| PAGE |
A Letter from God
Last Sunday while I was away, you did this wonderful activity with Allie, where, as I understand it, you thought about Lent as a movement, as a time of transformation, and you wrote down on these pieces of art the things that you were moving away from, or hoping to move away from, and the things that you were moving towards, or hoping to move towards, during this season of Lent. This is the art you produced, and I love it. I especially love reading some of the things that you’re moving towards during this season of Lent: hope and joy and smiling and singing and inclusion and creativity and so much more. Awesome stuff. I wish you well on your journey.
But while I was looking at your artwork, I did notice one thing. I noticed that no one wrote down that in Lent we are moving towards the cross. And I get why. The cross is foolishness. The cross is ugly. The cross is cruel. The cross is scandalous. The cross is a stumbling block. The cross is shameful. And so, for a whole bunch of reasons, we don’t really want to go there. And yet, that’s precisely where Lent is leading. We can try to dress it up. We can take the body off it. We can smooth the edges and gild it with gold or silver and even hang it around our necks and put it on our steeples. But it’s still the cross, perhaps the cruelest form of execution that human civilization has ever come up with. The cross was intended to maximize shame. It was intended for the lower classes, for slaves and rebels and foreigners. The convict was paraded in front of the crowds, stripped naked, beaten and mocked right in front of them and nailed to the cross. The cross was intended to maximize cruelty. Death on the cross was a slow process, the victim slowly expiring as their strength ebbed away, and eventually suffocating because the crushing weight of their own dehydrated body made it impossible to breathe. The cross was intended to maximize fear in all who witnessed these public executions.
I understand perfectly why none of the rays of sunshine on this piece of art says that in Lent we are moving towards the cross.
But that’s what we’re doing. We’re moving towards the cross. Why the cross?
I’ve asked that question often over the years. Why the cross? And this week when I asked that same question for the umpteenth time, this time I imagined that I got a letter back in response. In my imagination, it went like this:
Dear Christian,
You ask me, “why the cross?” It’s a good question. Let me start at the beginning. Since the very beginning, I have wanted you to know me, and for you to live with one other in the way that I would show you. I gave you hints and glimpses in creation itself. As your own poet wrote down so beautifully, the heavens declare my glory, and the stars and sky show my handiwork. But for you to really know me, and me to really know you, we needed somewhere to meet, a meeting-place, if you want to call it that.

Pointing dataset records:
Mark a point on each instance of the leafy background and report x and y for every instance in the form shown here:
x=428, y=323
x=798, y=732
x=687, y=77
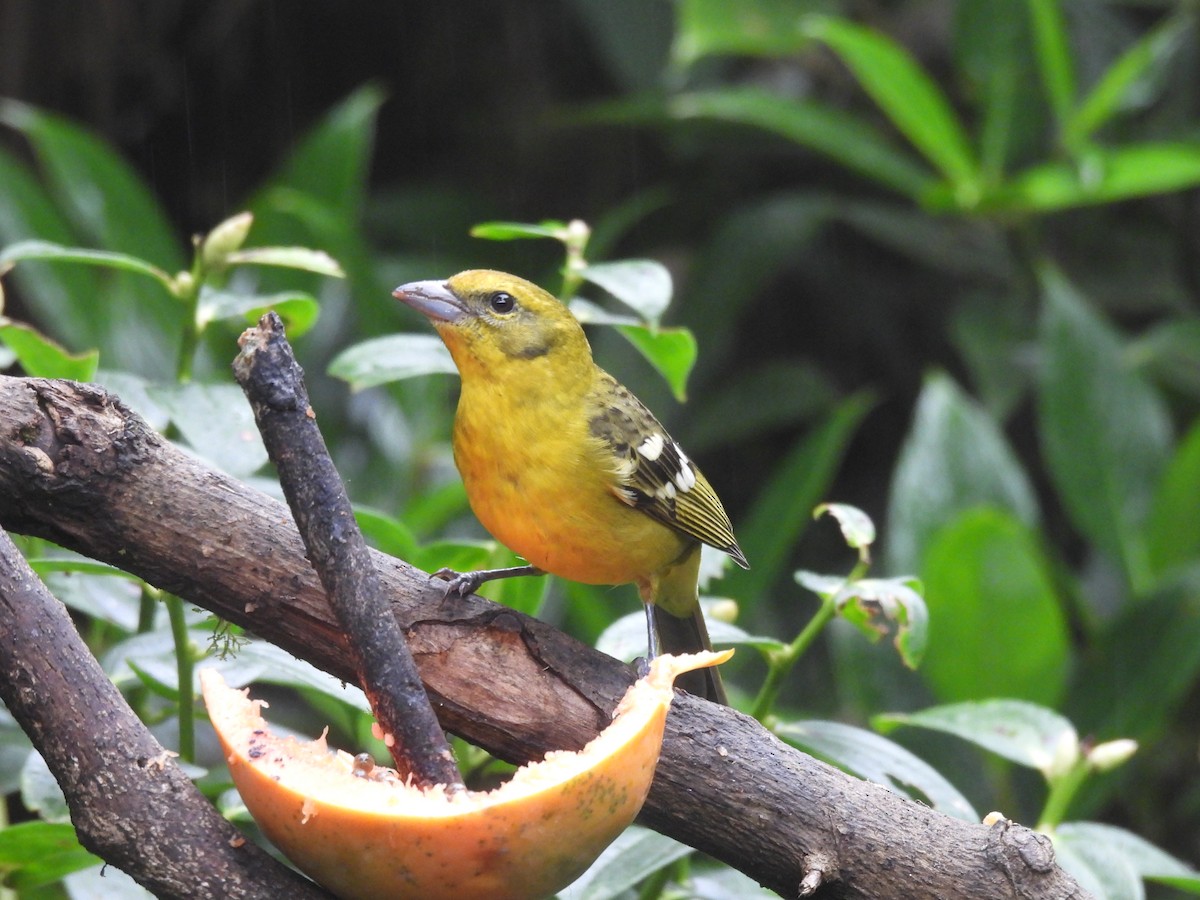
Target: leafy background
x=940, y=261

| REQUIRED WORK |
1. In the Lent sermon, what does the speaker notice that no one wrote on the artwork?
2. Continue the Lent sermon from its final sentence, carrying on the imagined letter.

| THE RESULTS |
1. No one wrote that in Lent we are moving towards the cross.

2.
One of our first meeting-places was on the top of Mount Sinai, after I had brought you out of slavery. There I met Moses face-to-face, and I told him who I was and how I wanted you to live together and treat one another, and he repeated what I said to all of you.
But then, as the centuries passed, you grew distant from me, and eventually you asked for a new meeting-place, a Temple, a physical structure where you could come and experience my presence. I had been quite happy to move about among you, but you asked for a Temple, so I agreed, and you built the Temple, a great majestic building that reflected my glory, a place where you could develop the religious practices that you needed to experience my love and forgiveness, a place where you could come and we could meet. And we spent many years meeting at the Temple.
But as even more centuries passed, the Temple came to reflect more and more of your society, more and more of your values, and less and less of me. You established social hierarchies. The Temple increasingly became a place of exchange, a place which differentiated between rich and poor, Jew and foreigner, insider and outsider, privileged and marginalized. When the Temple was destroyed, you rebuilt it even bigger than before. It became more like a fortress, it reflected your values of power, fame and wealth. It started to look more like a marketplace than a house of prayer. It started to look more like you than like me.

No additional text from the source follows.